[Start of Attachment]

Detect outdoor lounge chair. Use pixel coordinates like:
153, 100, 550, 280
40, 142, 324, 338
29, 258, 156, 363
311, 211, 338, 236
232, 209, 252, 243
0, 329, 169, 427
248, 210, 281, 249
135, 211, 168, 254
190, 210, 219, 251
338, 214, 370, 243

[End of Attachment]

Task objective
In full and without alteration, copy the entries.

Written response
Detect outdoor lounge chair. Use pixel coordinates like:
153, 100, 550, 280
40, 142, 324, 338
29, 258, 156, 363
311, 211, 338, 236
232, 209, 252, 243
0, 329, 169, 427
248, 210, 281, 249
135, 211, 168, 254
190, 210, 219, 251
338, 214, 370, 243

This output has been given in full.